WORK INSTRUCTIONS ->
Copy every row below word for word, line by line, without changing anything.

PROVIDED RECORDS ->
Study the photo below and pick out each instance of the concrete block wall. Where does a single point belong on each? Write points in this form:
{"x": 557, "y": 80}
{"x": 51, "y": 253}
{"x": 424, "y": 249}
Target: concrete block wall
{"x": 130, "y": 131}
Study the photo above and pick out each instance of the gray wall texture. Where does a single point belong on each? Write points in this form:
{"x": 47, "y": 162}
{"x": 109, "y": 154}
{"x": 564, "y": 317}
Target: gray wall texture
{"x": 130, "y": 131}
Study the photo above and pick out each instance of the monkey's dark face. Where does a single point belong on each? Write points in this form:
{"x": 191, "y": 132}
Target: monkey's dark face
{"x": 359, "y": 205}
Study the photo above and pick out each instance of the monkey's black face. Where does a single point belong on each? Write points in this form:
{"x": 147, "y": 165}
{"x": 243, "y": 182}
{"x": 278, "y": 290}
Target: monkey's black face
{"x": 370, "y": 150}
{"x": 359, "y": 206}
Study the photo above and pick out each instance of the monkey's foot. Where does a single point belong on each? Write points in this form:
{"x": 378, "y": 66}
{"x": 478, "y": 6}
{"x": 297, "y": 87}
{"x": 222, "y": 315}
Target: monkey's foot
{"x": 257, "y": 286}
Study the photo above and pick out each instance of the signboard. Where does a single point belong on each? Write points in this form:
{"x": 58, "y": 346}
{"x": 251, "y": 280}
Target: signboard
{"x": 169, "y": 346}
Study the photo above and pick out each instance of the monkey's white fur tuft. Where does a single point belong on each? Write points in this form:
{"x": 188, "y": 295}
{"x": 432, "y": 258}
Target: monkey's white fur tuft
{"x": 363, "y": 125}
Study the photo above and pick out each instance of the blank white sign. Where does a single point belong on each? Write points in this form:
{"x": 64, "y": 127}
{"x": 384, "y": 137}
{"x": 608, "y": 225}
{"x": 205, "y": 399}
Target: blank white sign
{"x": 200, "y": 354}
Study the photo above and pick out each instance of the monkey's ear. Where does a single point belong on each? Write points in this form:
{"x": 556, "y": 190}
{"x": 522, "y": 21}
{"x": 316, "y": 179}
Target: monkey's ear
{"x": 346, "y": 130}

REPLY ->
Study the photo below and pick out each instance of the concrete block wall. Where does a single point belong on each? Write points in this form:
{"x": 557, "y": 80}
{"x": 51, "y": 253}
{"x": 424, "y": 249}
Target: concrete block wall
{"x": 130, "y": 131}
Study the photo above and pick out each instance of the gray wall texture. Where does a single point belong on each? Write points in this form:
{"x": 47, "y": 162}
{"x": 109, "y": 154}
{"x": 564, "y": 317}
Target: gray wall texture
{"x": 130, "y": 131}
Study the photo above and pick out each instance of the monkey's dark face. Where does a single point belong on each? Write points in this form:
{"x": 191, "y": 132}
Target: monkey's dark face
{"x": 359, "y": 205}
Study the photo above and pick out each instance of the monkey's black face. Where does a single point belong on each? Write points in this form:
{"x": 147, "y": 165}
{"x": 243, "y": 182}
{"x": 278, "y": 290}
Target: monkey's black face
{"x": 370, "y": 150}
{"x": 359, "y": 206}
Study the photo above and pick out each instance of the monkey's foot. Where does a single point belong on each? Write points in this form:
{"x": 378, "y": 66}
{"x": 478, "y": 6}
{"x": 297, "y": 87}
{"x": 222, "y": 315}
Target: monkey's foot
{"x": 257, "y": 286}
Study the photo above and pick out each instance of the signboard. Where does a single point belong on each? Write points in this form:
{"x": 58, "y": 346}
{"x": 251, "y": 280}
Target: signboard
{"x": 169, "y": 346}
Study the photo above and pick out each instance of the monkey's white fur tuft. Where does a single point belong on each? Write points in this form:
{"x": 188, "y": 295}
{"x": 432, "y": 258}
Target: monkey's white fur tuft
{"x": 363, "y": 125}
Study the photo above and pick out each instance of the blank white sign. Where does a single point belong on each? Write points in this form:
{"x": 64, "y": 127}
{"x": 384, "y": 137}
{"x": 608, "y": 225}
{"x": 205, "y": 399}
Target: blank white sign
{"x": 200, "y": 354}
Study the photo above and pick out each instance of the monkey's ear. Where does a single point belong on each? Write points in this form:
{"x": 556, "y": 190}
{"x": 522, "y": 21}
{"x": 316, "y": 179}
Target: monkey's ear
{"x": 346, "y": 130}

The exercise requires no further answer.